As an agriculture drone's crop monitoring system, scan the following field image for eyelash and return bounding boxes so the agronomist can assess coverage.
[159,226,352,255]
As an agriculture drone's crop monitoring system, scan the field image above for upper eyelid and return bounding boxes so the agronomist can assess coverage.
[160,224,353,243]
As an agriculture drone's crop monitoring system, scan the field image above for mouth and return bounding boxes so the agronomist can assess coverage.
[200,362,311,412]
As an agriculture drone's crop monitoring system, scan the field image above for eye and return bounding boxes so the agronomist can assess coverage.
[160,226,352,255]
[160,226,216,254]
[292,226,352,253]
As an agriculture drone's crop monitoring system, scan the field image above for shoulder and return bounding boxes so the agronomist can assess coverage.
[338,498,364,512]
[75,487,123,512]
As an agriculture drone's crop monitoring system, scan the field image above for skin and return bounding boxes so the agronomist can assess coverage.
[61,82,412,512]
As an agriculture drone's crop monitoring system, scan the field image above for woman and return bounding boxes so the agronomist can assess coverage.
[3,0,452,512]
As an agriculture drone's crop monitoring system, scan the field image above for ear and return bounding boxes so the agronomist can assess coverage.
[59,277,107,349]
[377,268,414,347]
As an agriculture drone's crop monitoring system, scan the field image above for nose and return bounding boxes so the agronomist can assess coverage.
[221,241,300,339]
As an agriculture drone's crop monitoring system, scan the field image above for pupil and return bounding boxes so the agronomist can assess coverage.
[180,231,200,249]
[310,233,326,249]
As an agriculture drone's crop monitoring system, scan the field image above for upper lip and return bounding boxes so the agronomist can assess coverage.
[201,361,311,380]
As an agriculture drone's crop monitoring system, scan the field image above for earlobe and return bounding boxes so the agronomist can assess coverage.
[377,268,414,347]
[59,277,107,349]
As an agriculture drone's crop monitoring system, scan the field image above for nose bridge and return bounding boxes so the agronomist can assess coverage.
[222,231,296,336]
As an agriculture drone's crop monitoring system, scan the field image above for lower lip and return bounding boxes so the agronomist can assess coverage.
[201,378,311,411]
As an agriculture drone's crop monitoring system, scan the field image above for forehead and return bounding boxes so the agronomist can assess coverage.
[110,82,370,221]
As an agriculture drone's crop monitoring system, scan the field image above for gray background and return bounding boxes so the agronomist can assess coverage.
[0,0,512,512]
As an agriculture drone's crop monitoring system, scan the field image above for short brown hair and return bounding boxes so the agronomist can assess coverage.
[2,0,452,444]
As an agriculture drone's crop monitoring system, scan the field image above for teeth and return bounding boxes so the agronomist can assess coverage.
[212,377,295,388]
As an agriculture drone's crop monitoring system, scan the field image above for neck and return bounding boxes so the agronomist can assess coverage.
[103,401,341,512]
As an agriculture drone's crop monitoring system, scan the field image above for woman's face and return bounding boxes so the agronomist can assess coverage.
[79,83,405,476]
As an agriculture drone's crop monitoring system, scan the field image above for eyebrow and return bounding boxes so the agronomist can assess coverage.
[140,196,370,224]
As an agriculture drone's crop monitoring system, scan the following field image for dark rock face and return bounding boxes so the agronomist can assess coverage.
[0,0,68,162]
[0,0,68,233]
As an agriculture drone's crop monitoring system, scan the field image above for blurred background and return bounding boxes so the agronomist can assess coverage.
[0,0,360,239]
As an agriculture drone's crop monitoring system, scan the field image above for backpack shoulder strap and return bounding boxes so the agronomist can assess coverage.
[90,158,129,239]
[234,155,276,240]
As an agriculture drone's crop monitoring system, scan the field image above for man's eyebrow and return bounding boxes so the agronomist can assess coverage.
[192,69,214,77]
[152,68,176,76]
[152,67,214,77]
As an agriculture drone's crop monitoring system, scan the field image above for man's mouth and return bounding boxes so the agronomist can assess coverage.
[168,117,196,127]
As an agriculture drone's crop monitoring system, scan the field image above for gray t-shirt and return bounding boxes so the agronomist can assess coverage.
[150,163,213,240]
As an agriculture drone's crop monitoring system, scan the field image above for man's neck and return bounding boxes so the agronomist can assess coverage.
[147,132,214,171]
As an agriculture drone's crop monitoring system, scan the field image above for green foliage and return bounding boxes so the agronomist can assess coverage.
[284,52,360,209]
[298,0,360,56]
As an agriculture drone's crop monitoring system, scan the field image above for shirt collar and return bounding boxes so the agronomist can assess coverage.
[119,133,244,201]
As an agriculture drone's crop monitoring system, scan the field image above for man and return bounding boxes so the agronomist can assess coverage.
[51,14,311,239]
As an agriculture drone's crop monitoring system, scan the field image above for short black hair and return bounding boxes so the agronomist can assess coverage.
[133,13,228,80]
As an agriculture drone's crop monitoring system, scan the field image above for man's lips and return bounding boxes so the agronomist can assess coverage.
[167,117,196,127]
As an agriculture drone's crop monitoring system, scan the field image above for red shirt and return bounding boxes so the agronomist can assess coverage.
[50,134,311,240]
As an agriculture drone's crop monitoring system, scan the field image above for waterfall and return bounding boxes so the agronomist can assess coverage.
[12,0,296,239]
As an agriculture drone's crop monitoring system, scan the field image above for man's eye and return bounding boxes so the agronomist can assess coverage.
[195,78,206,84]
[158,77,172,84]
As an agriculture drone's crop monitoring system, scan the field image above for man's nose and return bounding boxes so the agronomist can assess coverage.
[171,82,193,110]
********
Copy out the data word for word, from the line that contains "above for backpack" down through the line that contains "[150,163,213,240]", including both of those lines.

### TASK RESULT
As an agriculture drone's crop monitoring system, scan the field image above for backpack shoulder strap and return bounding boxes so the agronomist can assess coverage.
[90,158,129,239]
[234,155,276,240]
As an agriculture drone's crop monitoring system, scan the field image above for man's eyebrow and return bounding boxes so the agronomist can assess coverage.
[192,69,214,77]
[152,68,176,76]
[152,67,214,77]
As an agriculture drone's crop monitoring system, scan the field image above for man's mouth and return bounding boxes so the agronomist can assess coverage.
[168,117,196,127]
As an agriculture drone's crop monitoring system, scan the field image above for gray t-shirt and return bounding boxes so the agronomist can assess coverage.
[150,163,213,240]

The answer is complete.